_Prompt_
Write out all records as given; omit images.

_Source material_

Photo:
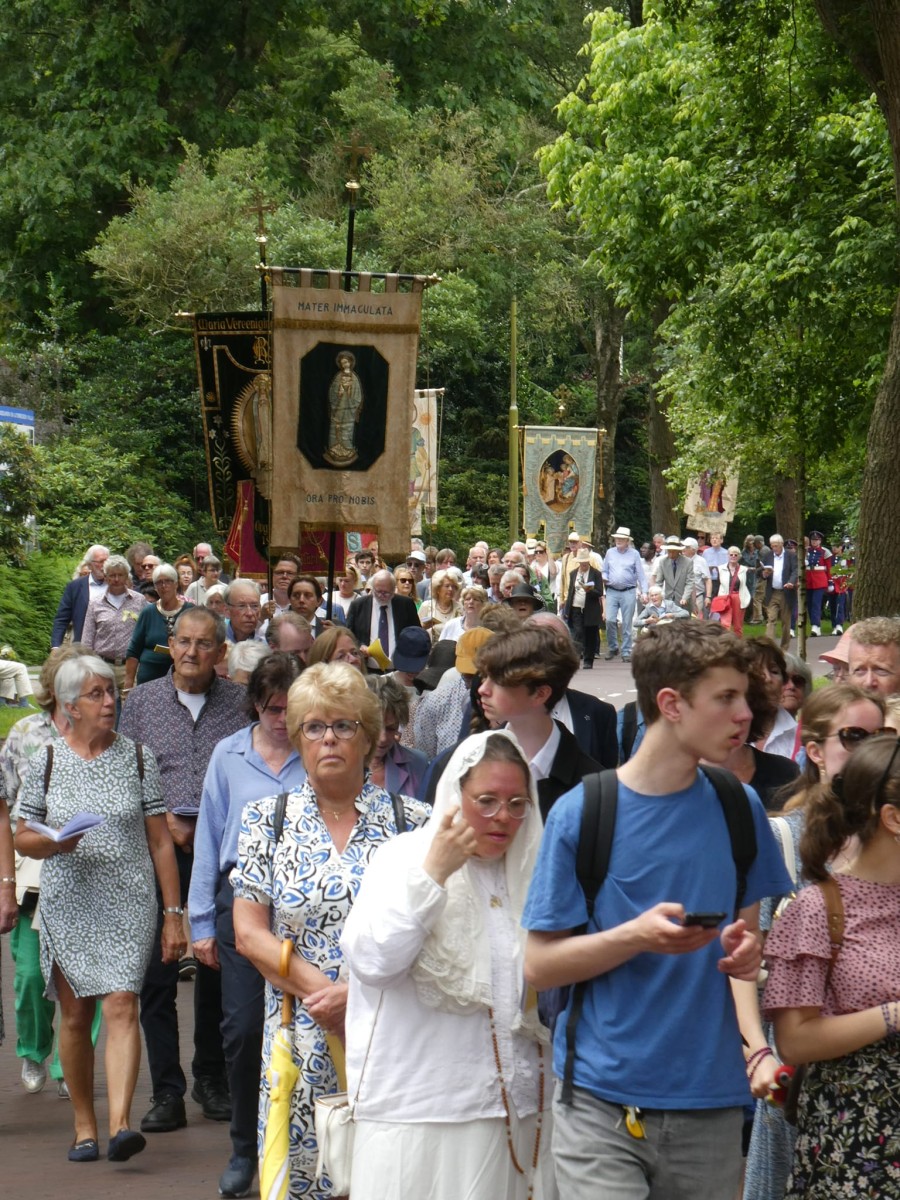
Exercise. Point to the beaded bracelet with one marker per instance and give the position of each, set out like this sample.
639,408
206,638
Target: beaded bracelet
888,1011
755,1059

_Complete answer_
Photo:
Exercise. Point to the beaded bracelet with one marker per instance and give the position of each, set out like this sample.
639,408
206,638
Target: beaded bracelet
888,1011
755,1059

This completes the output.